WHAT YOU ARE ASKED TO DO ::
Output, please, exactly those lines of the listing that come before the line with "such as [74,294].", along with that line itself.

DATA FOR THIS TASK ::
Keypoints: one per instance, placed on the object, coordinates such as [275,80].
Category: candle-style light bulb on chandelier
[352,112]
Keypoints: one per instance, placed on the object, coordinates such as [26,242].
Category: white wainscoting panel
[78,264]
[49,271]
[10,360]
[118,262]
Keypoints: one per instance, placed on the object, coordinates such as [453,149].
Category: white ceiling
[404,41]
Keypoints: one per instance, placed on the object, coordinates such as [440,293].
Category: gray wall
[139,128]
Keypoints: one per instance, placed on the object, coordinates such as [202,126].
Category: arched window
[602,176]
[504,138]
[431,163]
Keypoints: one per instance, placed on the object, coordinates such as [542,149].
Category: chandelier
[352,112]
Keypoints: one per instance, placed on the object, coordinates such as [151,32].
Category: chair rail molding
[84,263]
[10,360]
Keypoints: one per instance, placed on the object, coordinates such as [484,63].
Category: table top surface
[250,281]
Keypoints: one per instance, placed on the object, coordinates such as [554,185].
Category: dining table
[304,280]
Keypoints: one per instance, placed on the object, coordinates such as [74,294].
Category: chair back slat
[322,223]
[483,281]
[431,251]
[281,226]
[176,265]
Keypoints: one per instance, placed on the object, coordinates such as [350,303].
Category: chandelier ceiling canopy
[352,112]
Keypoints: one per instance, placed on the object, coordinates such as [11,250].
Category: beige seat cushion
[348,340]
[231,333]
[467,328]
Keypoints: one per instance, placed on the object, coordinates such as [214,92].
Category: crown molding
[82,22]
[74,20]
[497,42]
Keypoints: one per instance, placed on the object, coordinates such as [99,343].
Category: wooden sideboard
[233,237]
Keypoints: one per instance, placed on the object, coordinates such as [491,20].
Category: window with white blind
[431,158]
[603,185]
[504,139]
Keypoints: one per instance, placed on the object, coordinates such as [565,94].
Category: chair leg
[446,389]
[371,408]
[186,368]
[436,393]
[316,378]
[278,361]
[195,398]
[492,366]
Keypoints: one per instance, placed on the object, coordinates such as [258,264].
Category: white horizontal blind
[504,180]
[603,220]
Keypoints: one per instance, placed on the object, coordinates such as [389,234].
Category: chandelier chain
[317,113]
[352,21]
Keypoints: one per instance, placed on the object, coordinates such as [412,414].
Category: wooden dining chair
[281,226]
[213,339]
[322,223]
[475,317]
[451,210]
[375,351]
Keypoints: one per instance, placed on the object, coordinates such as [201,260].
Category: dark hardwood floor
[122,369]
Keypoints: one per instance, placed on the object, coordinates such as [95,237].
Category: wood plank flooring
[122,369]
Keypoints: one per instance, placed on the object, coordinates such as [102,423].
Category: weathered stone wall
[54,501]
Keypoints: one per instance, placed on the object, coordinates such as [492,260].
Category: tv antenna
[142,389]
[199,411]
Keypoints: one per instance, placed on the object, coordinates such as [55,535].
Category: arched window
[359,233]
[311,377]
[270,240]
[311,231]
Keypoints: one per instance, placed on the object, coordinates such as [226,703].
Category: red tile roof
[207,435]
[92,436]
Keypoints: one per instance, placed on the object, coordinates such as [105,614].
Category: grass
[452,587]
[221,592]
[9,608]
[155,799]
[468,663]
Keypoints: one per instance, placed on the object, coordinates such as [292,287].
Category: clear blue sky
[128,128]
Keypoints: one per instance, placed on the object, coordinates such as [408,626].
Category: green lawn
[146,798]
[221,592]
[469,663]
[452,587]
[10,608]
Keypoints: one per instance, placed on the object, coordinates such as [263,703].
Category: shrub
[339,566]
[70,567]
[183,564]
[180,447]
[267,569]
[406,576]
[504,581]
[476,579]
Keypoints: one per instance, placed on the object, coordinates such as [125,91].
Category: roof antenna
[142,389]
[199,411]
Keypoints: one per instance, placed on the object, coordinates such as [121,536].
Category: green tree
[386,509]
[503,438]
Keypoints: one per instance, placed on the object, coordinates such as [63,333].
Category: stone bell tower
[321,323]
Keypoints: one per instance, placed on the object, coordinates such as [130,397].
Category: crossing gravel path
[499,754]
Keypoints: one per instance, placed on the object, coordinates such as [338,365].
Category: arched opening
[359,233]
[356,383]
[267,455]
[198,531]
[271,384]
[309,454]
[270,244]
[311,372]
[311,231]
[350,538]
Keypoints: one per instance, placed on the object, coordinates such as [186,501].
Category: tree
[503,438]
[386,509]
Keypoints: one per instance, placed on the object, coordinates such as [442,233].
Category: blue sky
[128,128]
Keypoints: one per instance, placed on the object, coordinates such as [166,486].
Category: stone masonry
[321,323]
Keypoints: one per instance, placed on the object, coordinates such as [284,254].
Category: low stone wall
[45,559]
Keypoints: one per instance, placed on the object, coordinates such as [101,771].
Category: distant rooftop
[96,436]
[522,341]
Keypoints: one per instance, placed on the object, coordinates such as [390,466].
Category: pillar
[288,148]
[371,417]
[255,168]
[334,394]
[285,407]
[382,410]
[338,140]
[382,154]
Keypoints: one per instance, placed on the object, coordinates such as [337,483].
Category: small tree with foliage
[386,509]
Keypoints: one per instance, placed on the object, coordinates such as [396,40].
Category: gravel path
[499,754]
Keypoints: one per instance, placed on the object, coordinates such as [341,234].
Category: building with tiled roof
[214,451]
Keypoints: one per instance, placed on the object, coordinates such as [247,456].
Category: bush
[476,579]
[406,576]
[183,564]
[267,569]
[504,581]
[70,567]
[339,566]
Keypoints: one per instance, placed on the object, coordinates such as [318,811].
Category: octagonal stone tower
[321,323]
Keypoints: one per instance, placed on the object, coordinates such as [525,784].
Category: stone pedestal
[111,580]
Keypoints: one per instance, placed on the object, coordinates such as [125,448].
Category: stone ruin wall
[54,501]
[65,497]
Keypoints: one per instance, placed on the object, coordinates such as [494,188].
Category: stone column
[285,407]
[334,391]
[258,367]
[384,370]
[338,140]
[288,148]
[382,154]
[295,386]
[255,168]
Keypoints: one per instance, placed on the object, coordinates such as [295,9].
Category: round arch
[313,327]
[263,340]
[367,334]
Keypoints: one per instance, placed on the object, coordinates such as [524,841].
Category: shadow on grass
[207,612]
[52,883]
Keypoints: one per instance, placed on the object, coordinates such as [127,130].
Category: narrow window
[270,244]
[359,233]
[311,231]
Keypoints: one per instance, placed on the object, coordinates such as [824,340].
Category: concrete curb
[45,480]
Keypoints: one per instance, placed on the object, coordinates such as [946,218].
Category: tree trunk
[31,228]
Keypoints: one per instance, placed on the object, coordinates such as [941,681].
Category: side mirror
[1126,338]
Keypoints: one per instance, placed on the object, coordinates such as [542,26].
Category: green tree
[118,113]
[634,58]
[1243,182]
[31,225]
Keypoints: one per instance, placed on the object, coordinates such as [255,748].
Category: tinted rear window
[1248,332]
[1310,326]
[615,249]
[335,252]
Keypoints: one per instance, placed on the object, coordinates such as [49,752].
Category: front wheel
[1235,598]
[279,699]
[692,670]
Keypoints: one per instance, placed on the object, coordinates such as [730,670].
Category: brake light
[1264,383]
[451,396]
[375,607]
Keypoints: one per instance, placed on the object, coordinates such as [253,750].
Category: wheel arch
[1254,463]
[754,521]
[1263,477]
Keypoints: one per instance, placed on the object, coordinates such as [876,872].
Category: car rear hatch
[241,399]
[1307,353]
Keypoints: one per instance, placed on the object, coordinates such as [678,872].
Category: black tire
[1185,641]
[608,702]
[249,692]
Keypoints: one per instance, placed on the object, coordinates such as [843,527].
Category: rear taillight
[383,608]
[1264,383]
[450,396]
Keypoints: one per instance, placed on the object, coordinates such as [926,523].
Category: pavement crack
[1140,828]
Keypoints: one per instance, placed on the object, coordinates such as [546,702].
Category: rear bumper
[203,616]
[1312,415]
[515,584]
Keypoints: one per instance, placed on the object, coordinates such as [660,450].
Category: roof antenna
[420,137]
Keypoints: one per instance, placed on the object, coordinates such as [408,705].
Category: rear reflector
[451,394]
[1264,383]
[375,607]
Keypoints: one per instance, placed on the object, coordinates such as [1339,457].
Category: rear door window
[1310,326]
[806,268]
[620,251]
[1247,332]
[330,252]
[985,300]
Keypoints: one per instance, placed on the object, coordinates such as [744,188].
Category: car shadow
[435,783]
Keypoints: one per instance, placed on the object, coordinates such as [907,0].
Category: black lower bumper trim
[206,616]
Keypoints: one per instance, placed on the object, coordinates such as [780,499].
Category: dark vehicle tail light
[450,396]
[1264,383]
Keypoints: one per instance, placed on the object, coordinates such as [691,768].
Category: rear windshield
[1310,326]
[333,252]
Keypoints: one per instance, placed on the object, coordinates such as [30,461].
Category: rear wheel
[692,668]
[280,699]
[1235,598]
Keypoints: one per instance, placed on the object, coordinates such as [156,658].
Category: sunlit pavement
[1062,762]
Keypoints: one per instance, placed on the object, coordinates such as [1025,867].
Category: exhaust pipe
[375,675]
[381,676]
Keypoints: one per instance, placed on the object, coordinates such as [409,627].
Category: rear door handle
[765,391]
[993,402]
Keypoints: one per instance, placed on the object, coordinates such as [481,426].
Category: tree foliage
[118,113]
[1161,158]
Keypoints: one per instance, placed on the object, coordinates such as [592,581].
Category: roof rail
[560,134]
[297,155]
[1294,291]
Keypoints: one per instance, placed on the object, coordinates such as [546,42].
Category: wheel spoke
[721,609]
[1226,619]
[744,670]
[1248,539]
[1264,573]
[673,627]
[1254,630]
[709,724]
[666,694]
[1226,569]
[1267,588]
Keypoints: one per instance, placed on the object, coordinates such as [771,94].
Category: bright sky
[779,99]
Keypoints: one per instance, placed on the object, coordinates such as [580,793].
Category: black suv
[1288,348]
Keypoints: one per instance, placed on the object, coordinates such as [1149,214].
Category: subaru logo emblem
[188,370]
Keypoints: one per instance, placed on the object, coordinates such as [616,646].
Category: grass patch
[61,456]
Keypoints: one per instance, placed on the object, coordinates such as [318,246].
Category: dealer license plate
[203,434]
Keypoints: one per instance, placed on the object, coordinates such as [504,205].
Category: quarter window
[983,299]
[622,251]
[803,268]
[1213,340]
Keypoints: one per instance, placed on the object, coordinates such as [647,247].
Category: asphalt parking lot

PROBLEM SOLUTION ::
Keypoints: one per instance, placed on the object, coordinates such as [275,80].
Category: candle-style light bulb on chandelier
[352,112]
Keypoints: one per instance, placed on the object, coordinates such as [26,242].
Category: white wainscoting panel
[78,264]
[49,271]
[10,360]
[118,262]
Keypoints: one per instance, placed on the object, coordinates such as [453,149].
Category: white ceiling
[404,41]
Keypoints: one per instance, placed on the object, coordinates such as [440,293].
Category: gray wall
[139,128]
Keypoints: one per instance, placed on the object, coordinates such as [202,126].
Category: arched window
[602,176]
[504,138]
[431,163]
Keypoints: one per instance, placed on the object, coordinates such as [542,149].
Category: chandelier
[352,112]
Keypoints: one per instance, placed on the object, coordinates such as [151,32].
Category: chair rail molding
[84,263]
[10,360]
Keypoints: one per instance, placed on the object, coordinates such as [484,63].
Category: table top surface
[250,281]
Keypoints: one per instance, placed on the object, coordinates such as [554,185].
Category: dining table
[304,280]
Keypoints: one per instance, placed on the object, coordinates such as [74,294].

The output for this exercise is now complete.